[ZIEL 1] Gib die Einträge vom Anfang bis einschließlich der Zeile mit „[(124, 83)]“ erneut wieder, die Aufforderungen eingeschlossen, und skaliere dabei jede Koordinate in den Antworten mit dem Faktor 0,9, gerundet auf ganze Zahlen mit Hälften aufwärts. Gib nur diese Zeilen aus und lass die Bilder weg.

[ZU LESENDER TEXT]
'''

D. Einreden der Beklagten
    1. Kein Regress zufolge Vergleichs mit der Geschädigten

      1. Die Beklagte beruft sich auf die Entschädigungsvereinbarung zwischen ihr und der Geschädigten vom 3. November 2004. Das Regressrecht der Klägerin sei dadurch ausgeschlossen worden (act. 29 S. 20 f. Rz. 58 f.; act. 30/28).

      2. Die Klägerin hält dafür, dass der Vergleich nichts an der Sachund Rechtslage ändere. Ein direkter Vergleich zwischen Beklagter und Geschädigter hätte (gemäss dem Recht D. s) höchstens dann zum Untergang ihrer Ansprüche führen können, wenn es sich um einen gerichtlichen gehandelt hätte. Ein aussergerichtlicher Vergleich wie hier habe keine Auswirkungen auf ihre Rechtsposition. Zudem habe die Geschädigte gemäss Vergleichswortlaut nicht auch die Ansprü- che ihrer Unfallversicherung gegen die Beklagte regeln wollen. Der Vergleich betreffe nicht die eingeklagten Ansprüche, sondern den Direktschaden der Geschä- digten (act. 37 S. 3 ff.). Im Übrigen habe die Geschädigte im Zeitpunkt der Vereinbarung vom 3. November 2004 keine Verfügungsmacht mehr gehabt über jene Ansprüche, die damals bereits auf sie übergegangen seien. Selbst wenn die Vereinbarung vom 3. November 2004 eine Auswirkung auf ihre Rechtsposition haben sollte, was nicht der Fall sei, so nur im Umfang der am 3. November 2004 noch nicht ausbezahlten Leistungen gemäss Zusatzunfallversicherung (act. 37 S. 5 Rz. 6 c)).

'''

Einträge mit markierten Punkten
'''

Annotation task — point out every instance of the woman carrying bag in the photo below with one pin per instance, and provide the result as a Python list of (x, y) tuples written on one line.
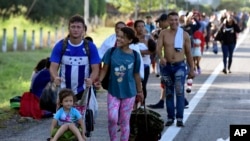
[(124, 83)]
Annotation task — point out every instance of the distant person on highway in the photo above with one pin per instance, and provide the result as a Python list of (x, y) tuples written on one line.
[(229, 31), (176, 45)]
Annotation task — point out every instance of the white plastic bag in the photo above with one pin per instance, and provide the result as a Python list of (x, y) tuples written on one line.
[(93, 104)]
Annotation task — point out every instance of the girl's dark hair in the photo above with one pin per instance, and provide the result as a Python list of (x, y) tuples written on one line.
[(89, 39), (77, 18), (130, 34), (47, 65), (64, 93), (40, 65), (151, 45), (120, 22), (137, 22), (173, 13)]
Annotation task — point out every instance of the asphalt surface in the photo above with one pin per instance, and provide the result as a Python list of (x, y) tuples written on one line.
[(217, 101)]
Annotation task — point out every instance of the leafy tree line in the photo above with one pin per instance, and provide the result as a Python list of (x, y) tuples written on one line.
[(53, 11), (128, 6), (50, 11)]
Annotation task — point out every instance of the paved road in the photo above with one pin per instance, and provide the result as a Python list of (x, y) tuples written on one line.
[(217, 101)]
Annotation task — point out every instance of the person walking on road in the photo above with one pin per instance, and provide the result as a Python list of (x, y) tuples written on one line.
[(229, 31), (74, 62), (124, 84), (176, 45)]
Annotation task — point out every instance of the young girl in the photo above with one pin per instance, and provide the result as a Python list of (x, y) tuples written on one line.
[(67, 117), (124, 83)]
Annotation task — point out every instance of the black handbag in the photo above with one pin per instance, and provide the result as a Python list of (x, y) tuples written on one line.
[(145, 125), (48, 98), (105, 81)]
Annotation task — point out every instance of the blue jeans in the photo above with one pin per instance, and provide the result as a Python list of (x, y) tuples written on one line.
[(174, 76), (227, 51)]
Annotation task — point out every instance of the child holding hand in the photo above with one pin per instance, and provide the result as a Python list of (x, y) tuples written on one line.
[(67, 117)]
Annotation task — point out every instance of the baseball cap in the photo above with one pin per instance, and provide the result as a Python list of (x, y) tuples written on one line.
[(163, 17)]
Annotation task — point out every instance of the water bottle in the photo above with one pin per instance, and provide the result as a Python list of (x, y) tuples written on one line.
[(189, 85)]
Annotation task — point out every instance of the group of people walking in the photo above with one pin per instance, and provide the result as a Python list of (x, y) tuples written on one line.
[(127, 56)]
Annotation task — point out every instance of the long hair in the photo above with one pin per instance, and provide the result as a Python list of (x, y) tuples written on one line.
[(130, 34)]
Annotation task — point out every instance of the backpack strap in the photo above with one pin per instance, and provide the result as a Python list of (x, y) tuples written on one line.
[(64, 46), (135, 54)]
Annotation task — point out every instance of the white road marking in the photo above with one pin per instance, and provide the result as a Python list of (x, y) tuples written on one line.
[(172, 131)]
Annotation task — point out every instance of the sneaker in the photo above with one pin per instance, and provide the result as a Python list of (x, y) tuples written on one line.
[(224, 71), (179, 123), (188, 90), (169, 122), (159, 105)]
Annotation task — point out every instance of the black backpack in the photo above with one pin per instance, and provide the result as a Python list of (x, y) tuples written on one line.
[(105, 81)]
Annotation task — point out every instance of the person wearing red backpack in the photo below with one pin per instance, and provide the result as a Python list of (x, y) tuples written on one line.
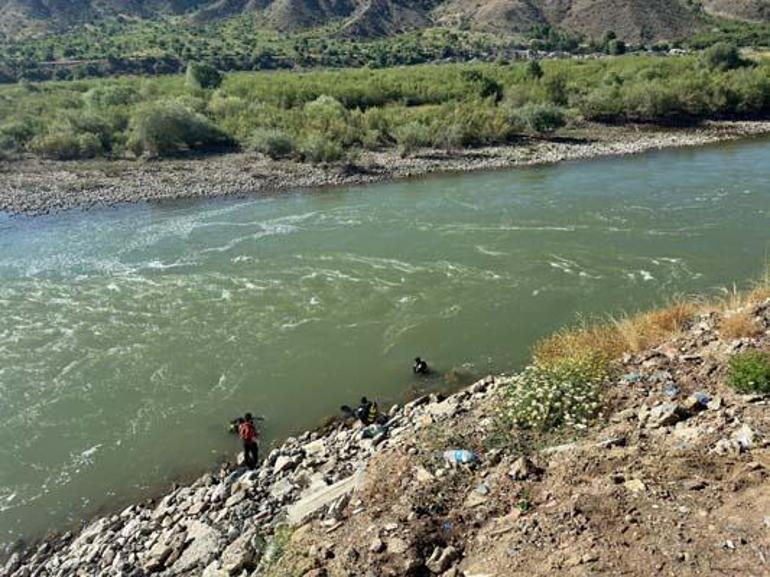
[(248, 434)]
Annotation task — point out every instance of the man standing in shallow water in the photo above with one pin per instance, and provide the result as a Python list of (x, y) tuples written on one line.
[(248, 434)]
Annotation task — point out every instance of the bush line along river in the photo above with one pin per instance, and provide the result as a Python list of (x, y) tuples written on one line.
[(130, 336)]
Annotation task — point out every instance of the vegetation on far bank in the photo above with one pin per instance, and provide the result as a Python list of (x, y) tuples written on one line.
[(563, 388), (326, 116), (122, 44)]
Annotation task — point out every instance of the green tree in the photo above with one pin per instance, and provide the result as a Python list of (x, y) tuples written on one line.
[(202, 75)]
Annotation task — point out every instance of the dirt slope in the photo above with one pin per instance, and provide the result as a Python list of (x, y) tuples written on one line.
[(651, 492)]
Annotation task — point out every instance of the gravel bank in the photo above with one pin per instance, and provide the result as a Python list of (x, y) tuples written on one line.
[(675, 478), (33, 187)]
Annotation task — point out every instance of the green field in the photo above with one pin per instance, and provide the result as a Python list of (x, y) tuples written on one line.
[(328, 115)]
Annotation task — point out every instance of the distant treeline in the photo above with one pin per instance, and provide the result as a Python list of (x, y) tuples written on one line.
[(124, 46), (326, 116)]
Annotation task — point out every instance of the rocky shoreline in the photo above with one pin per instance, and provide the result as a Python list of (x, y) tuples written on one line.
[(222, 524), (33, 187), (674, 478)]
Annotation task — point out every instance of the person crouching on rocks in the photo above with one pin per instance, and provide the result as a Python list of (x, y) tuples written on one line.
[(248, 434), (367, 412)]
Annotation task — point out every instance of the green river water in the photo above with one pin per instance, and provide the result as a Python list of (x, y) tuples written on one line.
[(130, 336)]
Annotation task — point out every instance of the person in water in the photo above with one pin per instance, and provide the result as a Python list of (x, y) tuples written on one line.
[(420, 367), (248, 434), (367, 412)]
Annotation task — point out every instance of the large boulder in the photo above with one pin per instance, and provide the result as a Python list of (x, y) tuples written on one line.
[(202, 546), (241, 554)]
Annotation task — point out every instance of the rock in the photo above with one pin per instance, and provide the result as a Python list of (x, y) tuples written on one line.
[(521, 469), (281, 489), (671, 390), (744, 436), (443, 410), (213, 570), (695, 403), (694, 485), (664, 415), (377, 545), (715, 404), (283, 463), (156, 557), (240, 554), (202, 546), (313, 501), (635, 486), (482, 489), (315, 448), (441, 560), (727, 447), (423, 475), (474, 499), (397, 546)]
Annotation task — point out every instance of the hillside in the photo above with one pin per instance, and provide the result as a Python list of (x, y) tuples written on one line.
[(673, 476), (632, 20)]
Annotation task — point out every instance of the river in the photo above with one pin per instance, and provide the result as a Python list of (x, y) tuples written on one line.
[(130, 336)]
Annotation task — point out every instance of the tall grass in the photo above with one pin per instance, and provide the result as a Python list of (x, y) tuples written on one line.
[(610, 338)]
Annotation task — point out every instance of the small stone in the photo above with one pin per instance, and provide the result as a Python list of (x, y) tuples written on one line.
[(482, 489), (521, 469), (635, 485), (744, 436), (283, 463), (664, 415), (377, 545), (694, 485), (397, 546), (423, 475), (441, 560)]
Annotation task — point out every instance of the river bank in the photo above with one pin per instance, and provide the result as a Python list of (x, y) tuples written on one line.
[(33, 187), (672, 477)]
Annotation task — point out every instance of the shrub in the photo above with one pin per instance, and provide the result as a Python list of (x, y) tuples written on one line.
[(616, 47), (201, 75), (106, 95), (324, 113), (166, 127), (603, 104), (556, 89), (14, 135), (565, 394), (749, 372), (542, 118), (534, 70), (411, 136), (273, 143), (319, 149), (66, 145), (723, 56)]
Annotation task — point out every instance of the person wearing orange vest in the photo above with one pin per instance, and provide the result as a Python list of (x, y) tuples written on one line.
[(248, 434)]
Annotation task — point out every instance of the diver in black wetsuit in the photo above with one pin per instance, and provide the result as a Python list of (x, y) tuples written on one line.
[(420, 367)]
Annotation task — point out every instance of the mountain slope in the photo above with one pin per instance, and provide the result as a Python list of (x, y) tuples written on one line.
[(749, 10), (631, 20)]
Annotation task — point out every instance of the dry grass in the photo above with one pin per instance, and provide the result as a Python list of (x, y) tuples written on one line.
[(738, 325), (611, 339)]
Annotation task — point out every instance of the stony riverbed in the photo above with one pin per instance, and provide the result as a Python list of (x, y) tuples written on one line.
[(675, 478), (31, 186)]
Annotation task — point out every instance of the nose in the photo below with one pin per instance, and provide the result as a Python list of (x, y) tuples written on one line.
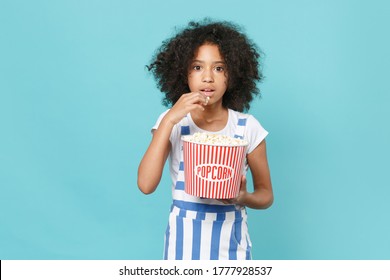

'''

[ZIEL 2] Gib den Text über die Einreden der Beklagten von „D. Einreden der“ bis einschließlich „f.; act. 30/28).“ erneut wieder und tausche dabei „Regressrecht“ gegen „Rückgriffsrecht“ aus.

[ERGEBNIS 1]
Annotation task — point out every instance of the woman carrying bag in the photo below with one pin per instance, and provide the result as a Python list of (x, y) tuples written on one line.
[(112, 75)]

[ERGEBNIS 2]
D. Einreden der Beklagten
    1. Kein Regress zufolge Vergleichs mit der Geschädigten

      1. Die Beklagte beruft sich auf die Entschädigungsvereinbarung zwischen ihr und der Geschädigten vom 3. November 2004. Das Rückgriffsrecht der Klägerin sei dadurch ausgeschlossen worden (act. 29 S. 20 f. Rz. 58 f.; act. 30/28).